## TASK DIRECTIONS:
Please print each of the entries below exactly.

## RECORDS FOR THE EXERCISE:
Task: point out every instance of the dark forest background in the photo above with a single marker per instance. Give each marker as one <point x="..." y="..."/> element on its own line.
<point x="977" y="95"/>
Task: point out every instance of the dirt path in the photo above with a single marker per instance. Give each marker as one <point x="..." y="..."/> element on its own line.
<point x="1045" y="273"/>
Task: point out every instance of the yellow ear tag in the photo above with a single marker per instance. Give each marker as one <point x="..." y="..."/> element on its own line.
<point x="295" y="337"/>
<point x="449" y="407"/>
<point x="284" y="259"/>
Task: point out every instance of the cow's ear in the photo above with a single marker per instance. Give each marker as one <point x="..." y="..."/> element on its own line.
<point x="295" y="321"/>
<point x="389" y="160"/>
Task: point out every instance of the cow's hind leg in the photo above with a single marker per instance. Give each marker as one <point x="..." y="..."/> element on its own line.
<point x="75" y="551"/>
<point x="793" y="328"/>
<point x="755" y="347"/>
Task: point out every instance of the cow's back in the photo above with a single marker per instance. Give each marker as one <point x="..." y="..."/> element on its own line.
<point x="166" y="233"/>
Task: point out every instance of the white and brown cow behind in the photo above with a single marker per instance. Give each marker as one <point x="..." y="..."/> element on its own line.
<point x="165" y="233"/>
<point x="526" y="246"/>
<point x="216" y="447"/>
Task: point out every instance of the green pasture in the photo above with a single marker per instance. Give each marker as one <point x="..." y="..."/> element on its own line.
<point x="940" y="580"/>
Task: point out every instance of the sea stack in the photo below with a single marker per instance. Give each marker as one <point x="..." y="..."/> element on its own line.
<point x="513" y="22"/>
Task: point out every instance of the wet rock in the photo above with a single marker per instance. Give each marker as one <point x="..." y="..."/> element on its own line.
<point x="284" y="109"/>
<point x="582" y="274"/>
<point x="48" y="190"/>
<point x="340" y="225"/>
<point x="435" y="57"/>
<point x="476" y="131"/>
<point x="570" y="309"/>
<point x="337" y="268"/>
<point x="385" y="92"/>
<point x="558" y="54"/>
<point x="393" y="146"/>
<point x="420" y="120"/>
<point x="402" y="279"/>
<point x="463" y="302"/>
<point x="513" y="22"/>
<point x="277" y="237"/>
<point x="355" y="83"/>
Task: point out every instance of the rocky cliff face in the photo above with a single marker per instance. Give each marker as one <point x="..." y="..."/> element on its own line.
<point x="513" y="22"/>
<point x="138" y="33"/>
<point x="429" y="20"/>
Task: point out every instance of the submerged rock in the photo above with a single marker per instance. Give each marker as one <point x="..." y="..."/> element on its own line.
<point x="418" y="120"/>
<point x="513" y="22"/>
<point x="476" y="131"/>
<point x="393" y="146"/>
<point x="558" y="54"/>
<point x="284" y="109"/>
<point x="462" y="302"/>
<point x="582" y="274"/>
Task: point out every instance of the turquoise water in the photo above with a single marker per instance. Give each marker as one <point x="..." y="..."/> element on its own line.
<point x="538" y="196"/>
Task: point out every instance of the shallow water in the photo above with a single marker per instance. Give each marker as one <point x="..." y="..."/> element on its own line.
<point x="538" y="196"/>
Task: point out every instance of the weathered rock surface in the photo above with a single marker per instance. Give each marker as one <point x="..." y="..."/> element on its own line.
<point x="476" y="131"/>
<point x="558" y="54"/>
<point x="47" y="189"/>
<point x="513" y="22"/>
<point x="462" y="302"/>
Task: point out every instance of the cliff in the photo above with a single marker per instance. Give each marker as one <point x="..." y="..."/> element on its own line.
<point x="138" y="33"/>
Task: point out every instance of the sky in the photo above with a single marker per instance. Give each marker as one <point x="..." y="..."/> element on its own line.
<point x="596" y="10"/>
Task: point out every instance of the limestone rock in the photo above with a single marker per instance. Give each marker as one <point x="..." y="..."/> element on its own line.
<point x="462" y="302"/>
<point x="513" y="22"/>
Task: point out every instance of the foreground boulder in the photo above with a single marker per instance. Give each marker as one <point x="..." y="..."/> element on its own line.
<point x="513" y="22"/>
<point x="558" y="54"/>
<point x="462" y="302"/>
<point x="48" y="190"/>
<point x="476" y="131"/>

## PROBLEM SOLUTION:
Task: point out every instance of the dark forest background in the photo above with a single marker per instance. Give each marker as one <point x="..." y="..."/> element on its own line.
<point x="977" y="95"/>
Task: point out every instance of the dirt path in the photo above with a single marker per instance. Give each marker as one <point x="..." y="..."/> element on its own line.
<point x="1045" y="273"/>
Task: point out every instance of the yellow ear tag in the photo above with a single marker per instance. Give each marker as one <point x="..." y="..."/> element on its own line.
<point x="295" y="337"/>
<point x="449" y="407"/>
<point x="284" y="259"/>
Task: point out every instance of the cow's ear in the photo above with a single marker per instance. Give each marker as one <point x="..." y="..."/> element on its own line.
<point x="295" y="321"/>
<point x="389" y="160"/>
Task: point out every instance of the cow's hind leg in the photo above with a single marker per instance. Give each marker as one <point x="..." y="..."/> element on its own line.
<point x="75" y="551"/>
<point x="793" y="328"/>
<point x="755" y="347"/>
Task: point out every instance of the cow's back in the photo above with a single marker per instance. Give each marker as one <point x="..." y="..."/> element on its own line.
<point x="166" y="233"/>
Task: point out every instance of the white and brown cow behind in the photo above with a single marker per instance. Give each marker as one <point x="..." y="..."/> element on its own line.
<point x="165" y="233"/>
<point x="526" y="246"/>
<point x="216" y="447"/>
Task: point out every instance of the green pasture in the photo above with a single marker per instance. Give each marker as one <point x="..." y="..."/> element on its own line.
<point x="940" y="580"/>
Task: point out every instance of the sea stack in the photo below with a single marker per instance. Give each marker as one <point x="..." y="..."/> element on its own line.
<point x="513" y="22"/>
Task: point out every instance of the wet rock in the photo above with a single marker per instance. Give each marker as one <point x="..." y="..."/> element on its own line.
<point x="284" y="109"/>
<point x="582" y="274"/>
<point x="48" y="190"/>
<point x="340" y="225"/>
<point x="435" y="57"/>
<point x="476" y="131"/>
<point x="570" y="309"/>
<point x="337" y="268"/>
<point x="385" y="92"/>
<point x="558" y="54"/>
<point x="393" y="146"/>
<point x="420" y="120"/>
<point x="402" y="279"/>
<point x="463" y="302"/>
<point x="513" y="22"/>
<point x="277" y="237"/>
<point x="355" y="83"/>
Task: point out every instance of the rocky cliff face in the photo above with a single marker per instance. Give each marker as one <point x="..." y="..."/> element on its own line.
<point x="513" y="22"/>
<point x="138" y="33"/>
<point x="429" y="20"/>
Task: point out every instance of the submerged rock in the photo above with a single marker per instance. Give each marker as one <point x="..." y="..."/> element on its own line.
<point x="418" y="120"/>
<point x="513" y="22"/>
<point x="476" y="131"/>
<point x="393" y="146"/>
<point x="558" y="54"/>
<point x="284" y="109"/>
<point x="462" y="302"/>
<point x="582" y="274"/>
Task: point out every instance of the turquoise water in the photo above with a single marker per instance. Give each marker as one <point x="..." y="..."/> element on its own line.
<point x="538" y="196"/>
Task: point out every instance of the shallow water in the photo above with a single marker per instance. Give each marker as one <point x="..." y="..."/> element on its own line.
<point x="538" y="196"/>
Task: point out every instance of the weathered rock surface in the photo above with a single marker per instance. Give each marker as one <point x="..." y="..."/> element on its own line.
<point x="476" y="131"/>
<point x="558" y="54"/>
<point x="47" y="189"/>
<point x="513" y="22"/>
<point x="462" y="302"/>
Task: point out every instance of the cliff in the photo above with a single marker per instance. Give each marker as one <point x="..." y="..."/> element on its own line.
<point x="138" y="33"/>
Task: point out every instance of the sky in the photo above with a single marker per instance. Give each marker as one <point x="..." y="..."/> element on its own line.
<point x="596" y="10"/>
Task: point out every instance of the limestone rock in the photo above with a single marker per instance. Give each marker as one <point x="..." y="..."/> element on its own line.
<point x="462" y="302"/>
<point x="513" y="22"/>
Task: point out every instance of the foreground boulder in the photo above with a single marker per instance. Give each marker as one <point x="..." y="..."/> element on its own line.
<point x="513" y="22"/>
<point x="558" y="54"/>
<point x="462" y="302"/>
<point x="48" y="190"/>
<point x="476" y="131"/>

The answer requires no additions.